EXTRACT:
——————
At the other end of the spectrum, you have heavy-duty tripods that are designed to meet the needs of videographers. These video tripods need to support heavier and bulkier camcorders and should also enable the operator to pan and tilt smoothly to capture a wide range of professional camera moves. 

The telescopic arm can be extended when you need to operate the tripod and shortened to make it easier to store. (Image credit: George Cairns / Digital Camera World)

Specifications

Quick release compatibility: DJI RS2 / RS 3 / RS 3 Pro stabilizer
Attachments: Built-in screw holes, tripod bowl base with hidden 1/4''-20 threaded holes for accessory attachment
Size: 160 x 165 × 890 mm (63 x 65 x 35 in)
Weight: 4kg (8.8lbs)
Working height (min): 850mm (33in)
Angle of tilt: +90º / -60º

Key Features

The AD-100 3989 comes with the industry standard 75mm diameter bowl base that enables an attached camera to tilt and pan smoothly. As with all fluid-head tripods the resistance of the panning and tilting movement can be adjusted to enable faster or slower pans. 

The video head load of the tripod is 10kg, so the tripod can support a hefty camera and lens combination. An adjustable center spreader array enables you to get a compromise between a wider and more stable gap between the tripod’s legs or a narrower and taller deployment.  The center spreader’s three arms have units of measurement on them so you can ensure that the legs are spread evenly and with precision. These units of measurement are small but welcome attention to detail that’s evident in other areas of the AD-100 3989 (as we’ll explain later).
——————
TASK DIRECTIONS:
Rewrite the stretch of the tripod review from "The telescopic arm" through "65 x 35 in)", swapping "telescopic" out for "extendable".

RAW DATA:
——————
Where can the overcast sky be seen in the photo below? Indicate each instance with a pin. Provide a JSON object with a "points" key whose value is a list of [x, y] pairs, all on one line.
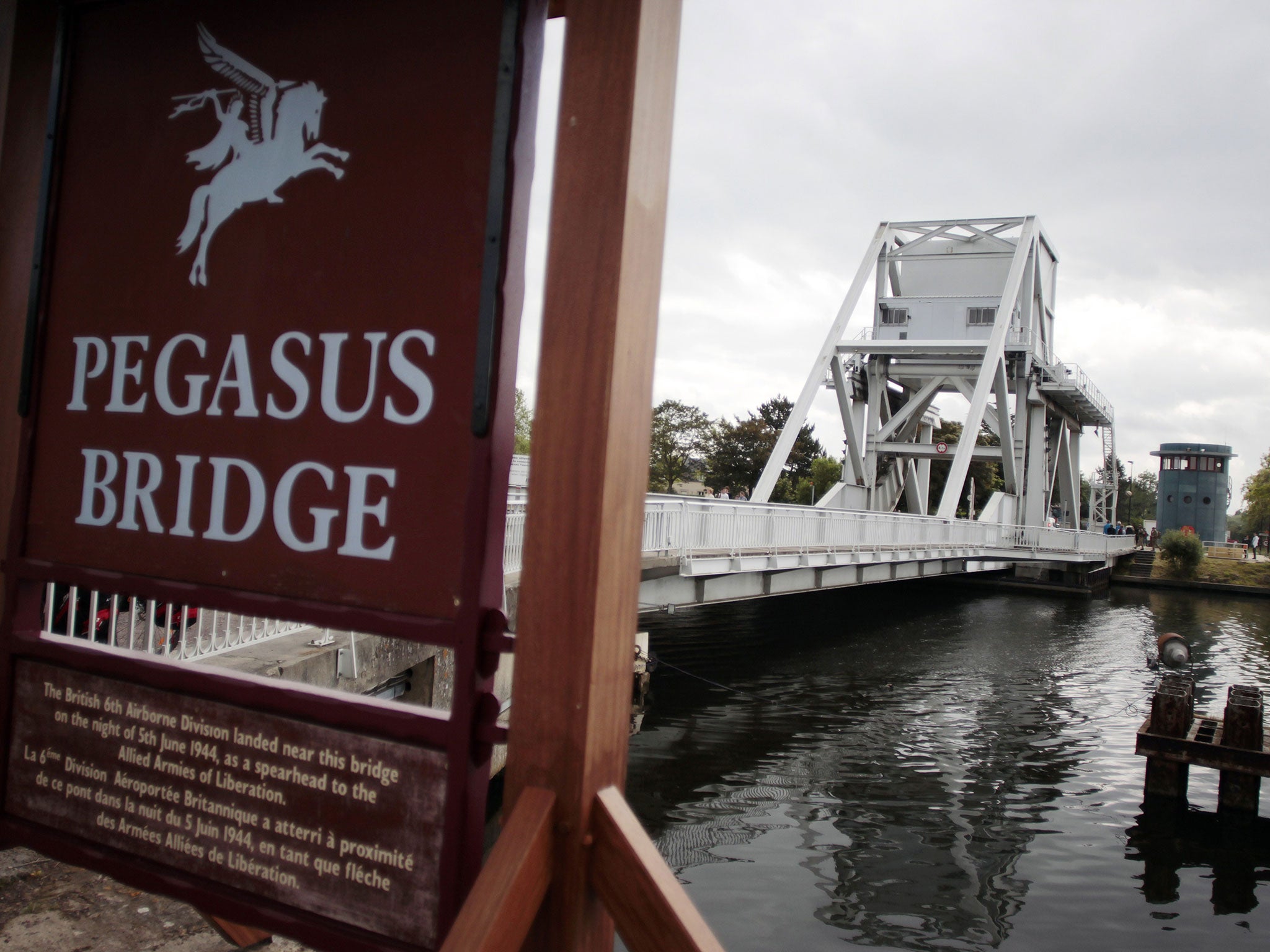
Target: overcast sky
——————
ANSWER TO THIS EXERCISE:
The extendable arm can be extended when you need to operate the tripod and shortened to make it easier to store. (Image credit: George Cairns / Digital Camera World)

Specifications

Quick release compatibility: DJI RS2 / RS 3 / RS 3 Pro stabilizer
Attachments: Built-in screw holes, tripod bowl base with hidden 1/4''-20 threaded holes for accessory attachment
Size: 160 x 165 × 890 mm (63 x 65 x 35 in)